# TASK INPUTS start
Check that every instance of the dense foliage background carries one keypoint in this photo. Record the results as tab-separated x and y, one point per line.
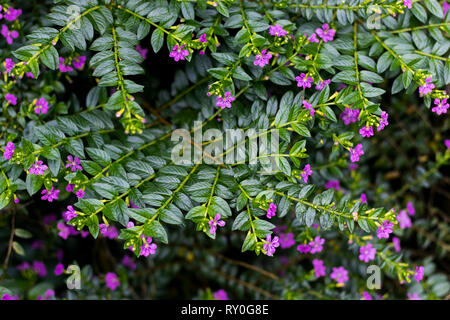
91	91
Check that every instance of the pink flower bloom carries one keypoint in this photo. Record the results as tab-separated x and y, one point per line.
59	269
306	173
50	195
270	245
78	62
367	253
9	35
262	59
12	99
396	242
385	229
112	281
317	244
220	295
225	102
404	220
80	193
63	67
441	106
9	150
323	84
303	248
287	240
213	223
9	65
64	230
309	107
418	274
41	106
413	296
319	268
127	262
326	33
349	116
277	30
142	51
303	81
356	153
340	275
69	214
148	247
366	132
426	88
39	268
73	163
271	210
178	53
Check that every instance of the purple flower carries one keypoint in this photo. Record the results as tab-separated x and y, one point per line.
9	65
309	107
63	67
385	229
349	116
303	81
303	248
142	51
213	223
306	173
277	30
287	240
323	84
356	153
203	38
271	210
333	184
69	214
12	99
50	195
262	59
9	150
410	208
148	247
39	268
64	230
270	245
80	193
317	244
59	269
112	281
366	132
418	274
9	35
73	163
41	106
367	253
441	106
326	33
225	102
319	268
178	53
220	295
426	88
79	61
396	242
340	275
404	220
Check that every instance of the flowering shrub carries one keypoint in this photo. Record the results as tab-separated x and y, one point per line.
92	92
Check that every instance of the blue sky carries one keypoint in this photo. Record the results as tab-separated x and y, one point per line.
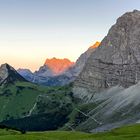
33	30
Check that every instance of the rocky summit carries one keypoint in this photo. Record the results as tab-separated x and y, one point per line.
9	75
58	66
115	62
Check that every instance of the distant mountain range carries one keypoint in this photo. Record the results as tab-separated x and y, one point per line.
57	72
105	92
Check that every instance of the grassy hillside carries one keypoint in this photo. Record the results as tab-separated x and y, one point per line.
124	133
35	108
16	100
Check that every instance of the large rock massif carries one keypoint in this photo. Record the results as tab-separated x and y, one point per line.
58	72
110	80
9	75
115	62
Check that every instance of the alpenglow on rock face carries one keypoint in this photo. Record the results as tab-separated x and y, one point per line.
115	62
9	75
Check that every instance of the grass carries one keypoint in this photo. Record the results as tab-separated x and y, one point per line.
123	133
# TASK INPUTS end
SET TASK.
Transcribe every line in the entries above, taking out only the images.

WRITTEN RESPONSE.
Check that every instance of the dense foliage background carries one keypoint in this photo. Record the results as tab-separated x and y, one point per line.
91	91
Check that every instance of the pink flower bloom carries one keypoint in this photo. Record the results as tab-separated x and y, one point per line.
59	269
306	173
50	195
270	245
78	62
367	253
9	35
262	59
12	99
396	242
385	229
112	281
317	244
220	295
225	102
404	220
80	193
63	67
441	106
9	150
323	84
303	248
287	240
213	223
9	65
64	230
309	107
418	274
41	106
413	296
319	268
127	262
326	33
349	116
277	30
142	51
303	81
356	153
340	275
69	214
148	247
366	132
426	88
39	268
73	163
271	210
178	53
Check that every instance of the purple flower carries one keypoint in this photo. Record the results as tab-separated x and y, one point per line.
9	65
309	107
63	67
385	229
349	116
303	81
303	248
142	51
213	223
306	173
277	30
287	240
323	84
356	153
203	38
271	210
333	184
69	214
12	99
50	195
262	59
9	150
410	208
148	247
39	268
64	230
270	245
80	193
317	244
59	269
112	281
366	132
418	274
9	35
73	163
41	106
367	253
441	106
326	33
225	102
319	268
178	53
220	295
426	88
79	61
396	242
340	275
404	220
Check that every instance of the flowering shrub carries one keypoint in this photo. Record the results as tab-separated x and y, one point per line.
92	92
Check that every instance of the blue sky carries one keypoint in this photo. Record the results as tab-separated x and y, one point per line.
33	30
Check that every instance of the rocky summit carries one keypoint in this photo. Record the results as tab-separated x and y, one point per line.
9	75
58	66
115	62
Check that every instance of the distant mountain range carries one keypoint in this photo. Record the results as tab-separated x and y, one point per line.
57	72
105	92
Check that every instance of the grassy hillside carries one keypoint in this photo. Record the results as tab-separated x and y, one point per line.
124	133
35	108
16	100
Check that every instance of the large rock massif carries one keypoint in this photo. Record the results as tab-separated x and y, one point per line.
58	72
110	80
9	75
115	62
Check that every instance of the alpenglow on rock face carries one keypoint in this photo. Record the results as tab-separated x and y, one point per line.
115	62
9	75
Check that every instance of the grass carries one keypoint in this photo. Record the results as tab-separated x and y, one point per line.
123	133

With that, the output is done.